§ EXTRACTED RECORDS
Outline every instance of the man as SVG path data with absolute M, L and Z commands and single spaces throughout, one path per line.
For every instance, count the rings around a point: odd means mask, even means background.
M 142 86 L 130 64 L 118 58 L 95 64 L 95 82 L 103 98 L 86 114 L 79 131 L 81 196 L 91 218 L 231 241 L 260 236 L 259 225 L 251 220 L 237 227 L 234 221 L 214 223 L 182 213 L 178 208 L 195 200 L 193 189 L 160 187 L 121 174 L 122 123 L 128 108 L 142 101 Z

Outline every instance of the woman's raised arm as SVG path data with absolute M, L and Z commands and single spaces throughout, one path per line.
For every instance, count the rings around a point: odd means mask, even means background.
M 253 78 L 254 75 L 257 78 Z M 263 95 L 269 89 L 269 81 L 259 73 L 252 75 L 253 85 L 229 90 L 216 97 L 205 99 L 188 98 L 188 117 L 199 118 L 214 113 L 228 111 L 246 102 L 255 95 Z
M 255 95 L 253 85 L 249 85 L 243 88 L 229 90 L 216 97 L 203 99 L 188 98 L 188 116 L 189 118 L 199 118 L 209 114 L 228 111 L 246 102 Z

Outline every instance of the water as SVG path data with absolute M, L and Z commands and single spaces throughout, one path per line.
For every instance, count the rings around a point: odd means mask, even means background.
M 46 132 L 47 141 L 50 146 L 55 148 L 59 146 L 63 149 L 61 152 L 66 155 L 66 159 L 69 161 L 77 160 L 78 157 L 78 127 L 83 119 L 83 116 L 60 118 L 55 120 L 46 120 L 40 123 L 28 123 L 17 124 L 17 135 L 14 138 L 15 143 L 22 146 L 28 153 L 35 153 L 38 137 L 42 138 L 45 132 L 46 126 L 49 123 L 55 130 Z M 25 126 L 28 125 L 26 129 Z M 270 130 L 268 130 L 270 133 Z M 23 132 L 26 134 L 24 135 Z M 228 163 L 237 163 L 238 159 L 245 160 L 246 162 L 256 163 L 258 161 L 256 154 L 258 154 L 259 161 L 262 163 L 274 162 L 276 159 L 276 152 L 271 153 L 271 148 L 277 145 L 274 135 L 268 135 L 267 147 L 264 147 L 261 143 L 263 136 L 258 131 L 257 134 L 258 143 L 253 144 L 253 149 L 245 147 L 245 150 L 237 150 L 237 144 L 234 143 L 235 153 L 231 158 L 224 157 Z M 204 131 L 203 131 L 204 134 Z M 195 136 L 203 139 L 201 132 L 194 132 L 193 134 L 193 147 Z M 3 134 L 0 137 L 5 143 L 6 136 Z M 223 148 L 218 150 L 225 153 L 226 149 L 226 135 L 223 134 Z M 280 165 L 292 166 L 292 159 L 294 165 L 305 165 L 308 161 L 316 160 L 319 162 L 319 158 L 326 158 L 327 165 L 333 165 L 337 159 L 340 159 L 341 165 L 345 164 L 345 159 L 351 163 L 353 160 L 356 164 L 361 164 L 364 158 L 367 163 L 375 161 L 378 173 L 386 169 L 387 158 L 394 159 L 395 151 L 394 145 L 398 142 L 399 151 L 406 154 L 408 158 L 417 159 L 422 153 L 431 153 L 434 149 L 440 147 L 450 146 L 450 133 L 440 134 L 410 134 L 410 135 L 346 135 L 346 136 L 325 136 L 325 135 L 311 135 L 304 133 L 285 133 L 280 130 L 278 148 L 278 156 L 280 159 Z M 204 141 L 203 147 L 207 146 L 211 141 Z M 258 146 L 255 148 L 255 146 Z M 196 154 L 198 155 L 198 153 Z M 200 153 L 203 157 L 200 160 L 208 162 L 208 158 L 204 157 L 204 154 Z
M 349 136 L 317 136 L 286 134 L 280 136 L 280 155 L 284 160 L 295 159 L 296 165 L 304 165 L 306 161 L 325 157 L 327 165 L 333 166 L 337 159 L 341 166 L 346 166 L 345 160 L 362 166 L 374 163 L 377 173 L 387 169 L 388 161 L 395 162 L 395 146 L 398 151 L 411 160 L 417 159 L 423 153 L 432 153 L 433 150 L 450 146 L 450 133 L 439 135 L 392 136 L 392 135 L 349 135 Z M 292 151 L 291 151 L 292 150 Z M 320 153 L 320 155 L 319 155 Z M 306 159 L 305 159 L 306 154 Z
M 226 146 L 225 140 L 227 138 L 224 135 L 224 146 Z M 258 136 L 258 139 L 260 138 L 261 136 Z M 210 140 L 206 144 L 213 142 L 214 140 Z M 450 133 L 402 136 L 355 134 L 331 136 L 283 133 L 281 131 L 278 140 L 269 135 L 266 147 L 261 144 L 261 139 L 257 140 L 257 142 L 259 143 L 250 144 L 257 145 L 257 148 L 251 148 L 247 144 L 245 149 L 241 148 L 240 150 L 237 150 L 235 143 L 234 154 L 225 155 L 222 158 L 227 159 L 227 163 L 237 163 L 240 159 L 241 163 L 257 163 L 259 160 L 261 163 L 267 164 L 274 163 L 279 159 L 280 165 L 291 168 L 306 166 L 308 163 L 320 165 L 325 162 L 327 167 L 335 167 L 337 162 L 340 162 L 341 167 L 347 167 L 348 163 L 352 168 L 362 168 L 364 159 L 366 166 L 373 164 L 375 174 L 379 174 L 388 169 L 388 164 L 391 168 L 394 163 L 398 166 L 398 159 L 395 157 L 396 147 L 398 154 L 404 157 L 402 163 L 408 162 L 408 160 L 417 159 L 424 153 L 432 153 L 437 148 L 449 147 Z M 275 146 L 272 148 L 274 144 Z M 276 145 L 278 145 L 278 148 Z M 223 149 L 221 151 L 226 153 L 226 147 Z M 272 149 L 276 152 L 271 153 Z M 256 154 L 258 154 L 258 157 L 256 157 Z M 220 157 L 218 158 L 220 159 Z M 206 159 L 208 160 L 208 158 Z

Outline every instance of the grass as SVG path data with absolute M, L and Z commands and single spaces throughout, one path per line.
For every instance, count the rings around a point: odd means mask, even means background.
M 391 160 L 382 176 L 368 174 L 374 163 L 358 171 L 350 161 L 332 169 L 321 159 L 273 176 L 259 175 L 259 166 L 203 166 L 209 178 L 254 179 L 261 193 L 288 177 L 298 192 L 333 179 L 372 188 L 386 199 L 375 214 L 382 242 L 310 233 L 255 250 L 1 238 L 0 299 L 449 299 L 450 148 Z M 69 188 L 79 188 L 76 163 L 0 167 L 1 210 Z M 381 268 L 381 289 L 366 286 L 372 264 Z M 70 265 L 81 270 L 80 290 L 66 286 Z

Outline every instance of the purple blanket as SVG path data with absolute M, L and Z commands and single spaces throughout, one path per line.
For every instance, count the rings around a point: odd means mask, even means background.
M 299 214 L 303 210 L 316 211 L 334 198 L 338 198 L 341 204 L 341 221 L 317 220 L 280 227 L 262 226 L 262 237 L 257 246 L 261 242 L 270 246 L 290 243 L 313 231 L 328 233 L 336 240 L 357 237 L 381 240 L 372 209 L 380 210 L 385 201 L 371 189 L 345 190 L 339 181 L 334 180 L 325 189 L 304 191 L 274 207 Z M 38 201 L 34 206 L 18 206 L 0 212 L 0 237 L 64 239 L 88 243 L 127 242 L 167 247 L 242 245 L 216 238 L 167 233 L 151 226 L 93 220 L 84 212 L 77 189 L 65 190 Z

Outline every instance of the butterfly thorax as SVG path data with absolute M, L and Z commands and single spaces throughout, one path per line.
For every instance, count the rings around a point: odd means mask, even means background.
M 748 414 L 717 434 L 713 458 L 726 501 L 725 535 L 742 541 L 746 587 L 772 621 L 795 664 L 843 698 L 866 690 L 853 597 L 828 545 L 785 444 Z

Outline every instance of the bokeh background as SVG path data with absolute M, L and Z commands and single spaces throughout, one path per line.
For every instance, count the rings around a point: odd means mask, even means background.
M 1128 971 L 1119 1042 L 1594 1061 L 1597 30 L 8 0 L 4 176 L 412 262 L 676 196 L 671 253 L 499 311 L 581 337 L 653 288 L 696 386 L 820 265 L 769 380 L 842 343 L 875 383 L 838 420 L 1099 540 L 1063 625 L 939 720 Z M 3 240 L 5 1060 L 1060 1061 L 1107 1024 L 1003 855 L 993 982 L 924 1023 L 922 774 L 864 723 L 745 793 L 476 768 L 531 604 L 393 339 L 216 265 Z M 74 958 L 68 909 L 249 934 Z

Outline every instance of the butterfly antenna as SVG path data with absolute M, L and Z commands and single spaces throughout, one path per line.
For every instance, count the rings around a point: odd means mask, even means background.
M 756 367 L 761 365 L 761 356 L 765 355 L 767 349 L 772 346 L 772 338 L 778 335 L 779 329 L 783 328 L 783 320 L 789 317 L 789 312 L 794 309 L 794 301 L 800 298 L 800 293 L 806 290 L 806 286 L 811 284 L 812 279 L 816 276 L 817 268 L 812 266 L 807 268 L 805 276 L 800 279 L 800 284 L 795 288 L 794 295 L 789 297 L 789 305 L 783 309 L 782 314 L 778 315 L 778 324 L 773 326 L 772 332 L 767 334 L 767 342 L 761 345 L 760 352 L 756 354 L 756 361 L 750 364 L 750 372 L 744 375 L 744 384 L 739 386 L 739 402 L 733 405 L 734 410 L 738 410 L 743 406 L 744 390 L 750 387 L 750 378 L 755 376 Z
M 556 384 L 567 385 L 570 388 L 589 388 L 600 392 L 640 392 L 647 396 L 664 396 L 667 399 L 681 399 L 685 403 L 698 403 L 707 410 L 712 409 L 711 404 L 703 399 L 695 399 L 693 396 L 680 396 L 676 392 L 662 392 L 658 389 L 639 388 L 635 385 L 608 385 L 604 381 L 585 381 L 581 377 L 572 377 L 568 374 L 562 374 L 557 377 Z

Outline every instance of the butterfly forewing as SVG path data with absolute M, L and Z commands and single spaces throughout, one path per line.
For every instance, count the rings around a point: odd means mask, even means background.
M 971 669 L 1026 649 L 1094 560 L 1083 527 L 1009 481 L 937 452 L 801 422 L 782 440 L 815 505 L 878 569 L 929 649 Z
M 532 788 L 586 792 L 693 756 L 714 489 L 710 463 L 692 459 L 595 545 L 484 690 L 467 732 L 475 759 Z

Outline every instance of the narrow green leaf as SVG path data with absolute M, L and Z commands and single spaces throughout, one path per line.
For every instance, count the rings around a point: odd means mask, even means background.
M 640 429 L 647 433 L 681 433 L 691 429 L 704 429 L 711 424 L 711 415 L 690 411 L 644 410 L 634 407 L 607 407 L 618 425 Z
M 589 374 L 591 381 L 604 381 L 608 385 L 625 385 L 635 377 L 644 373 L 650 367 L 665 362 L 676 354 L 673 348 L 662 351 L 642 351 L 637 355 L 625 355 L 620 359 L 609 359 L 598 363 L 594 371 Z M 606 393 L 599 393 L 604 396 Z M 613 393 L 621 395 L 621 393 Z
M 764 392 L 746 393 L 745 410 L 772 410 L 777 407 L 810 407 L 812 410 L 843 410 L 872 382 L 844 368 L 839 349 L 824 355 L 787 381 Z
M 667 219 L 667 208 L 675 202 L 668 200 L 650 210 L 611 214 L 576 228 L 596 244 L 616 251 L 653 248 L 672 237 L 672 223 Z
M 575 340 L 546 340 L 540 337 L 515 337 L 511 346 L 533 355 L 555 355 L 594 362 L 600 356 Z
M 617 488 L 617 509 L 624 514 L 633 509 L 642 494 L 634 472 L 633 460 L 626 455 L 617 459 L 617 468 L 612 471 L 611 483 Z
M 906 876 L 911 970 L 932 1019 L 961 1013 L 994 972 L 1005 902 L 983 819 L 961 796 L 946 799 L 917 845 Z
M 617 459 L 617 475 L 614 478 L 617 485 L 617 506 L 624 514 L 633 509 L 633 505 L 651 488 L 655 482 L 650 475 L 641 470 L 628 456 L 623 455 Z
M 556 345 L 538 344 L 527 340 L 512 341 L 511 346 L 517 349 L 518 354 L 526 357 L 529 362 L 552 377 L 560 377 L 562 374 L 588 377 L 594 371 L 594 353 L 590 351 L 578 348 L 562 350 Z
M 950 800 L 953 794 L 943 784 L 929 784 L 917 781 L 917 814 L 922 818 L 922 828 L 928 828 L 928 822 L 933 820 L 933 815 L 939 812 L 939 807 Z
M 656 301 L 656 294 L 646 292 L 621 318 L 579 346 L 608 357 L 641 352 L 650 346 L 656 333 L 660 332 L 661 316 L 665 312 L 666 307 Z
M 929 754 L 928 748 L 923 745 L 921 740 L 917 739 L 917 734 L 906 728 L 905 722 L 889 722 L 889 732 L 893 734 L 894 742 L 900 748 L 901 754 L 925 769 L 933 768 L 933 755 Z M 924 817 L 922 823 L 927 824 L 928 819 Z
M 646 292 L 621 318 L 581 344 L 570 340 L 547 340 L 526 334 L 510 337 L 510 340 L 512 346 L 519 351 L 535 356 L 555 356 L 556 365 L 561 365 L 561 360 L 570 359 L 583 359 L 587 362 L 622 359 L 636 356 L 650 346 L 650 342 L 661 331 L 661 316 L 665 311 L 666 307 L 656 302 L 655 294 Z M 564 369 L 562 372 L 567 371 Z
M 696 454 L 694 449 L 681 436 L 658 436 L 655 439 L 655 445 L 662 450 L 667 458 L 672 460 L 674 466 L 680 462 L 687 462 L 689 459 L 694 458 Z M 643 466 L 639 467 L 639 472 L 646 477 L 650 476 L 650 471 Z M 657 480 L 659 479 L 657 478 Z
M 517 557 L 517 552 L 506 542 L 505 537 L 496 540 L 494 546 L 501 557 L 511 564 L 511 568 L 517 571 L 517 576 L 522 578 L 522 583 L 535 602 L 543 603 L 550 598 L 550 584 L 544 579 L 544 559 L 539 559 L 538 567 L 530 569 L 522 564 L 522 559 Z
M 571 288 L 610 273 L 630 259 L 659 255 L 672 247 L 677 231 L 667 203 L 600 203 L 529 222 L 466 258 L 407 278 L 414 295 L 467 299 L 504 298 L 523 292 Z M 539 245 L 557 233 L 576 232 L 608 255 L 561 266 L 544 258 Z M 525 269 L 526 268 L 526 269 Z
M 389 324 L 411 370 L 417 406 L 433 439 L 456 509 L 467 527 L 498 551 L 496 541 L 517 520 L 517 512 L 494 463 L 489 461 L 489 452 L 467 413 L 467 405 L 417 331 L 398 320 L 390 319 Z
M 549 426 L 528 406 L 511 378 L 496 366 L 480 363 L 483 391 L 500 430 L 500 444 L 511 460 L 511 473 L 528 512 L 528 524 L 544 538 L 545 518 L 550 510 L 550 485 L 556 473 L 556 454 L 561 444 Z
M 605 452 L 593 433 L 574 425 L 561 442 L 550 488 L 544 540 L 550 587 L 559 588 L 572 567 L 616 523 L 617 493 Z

§ TASK DETAILS
Working through the data above, find every line holding "butterfly" and copy it.

§ COMPLETED EXERCISE
Outline every instance of the butterfly thorax as SVG path data with absolute M, L and Z commands and single spaces throughout, one path per line.
Outline every instance of the butterfly antenna as SVG path data with absolute M, L and Z commands and single spaces throughout, one path per line.
Outline every instance of the butterfly forewing as SVG path data with absolute M, L and Z commands and single spaces throughout, one path per line.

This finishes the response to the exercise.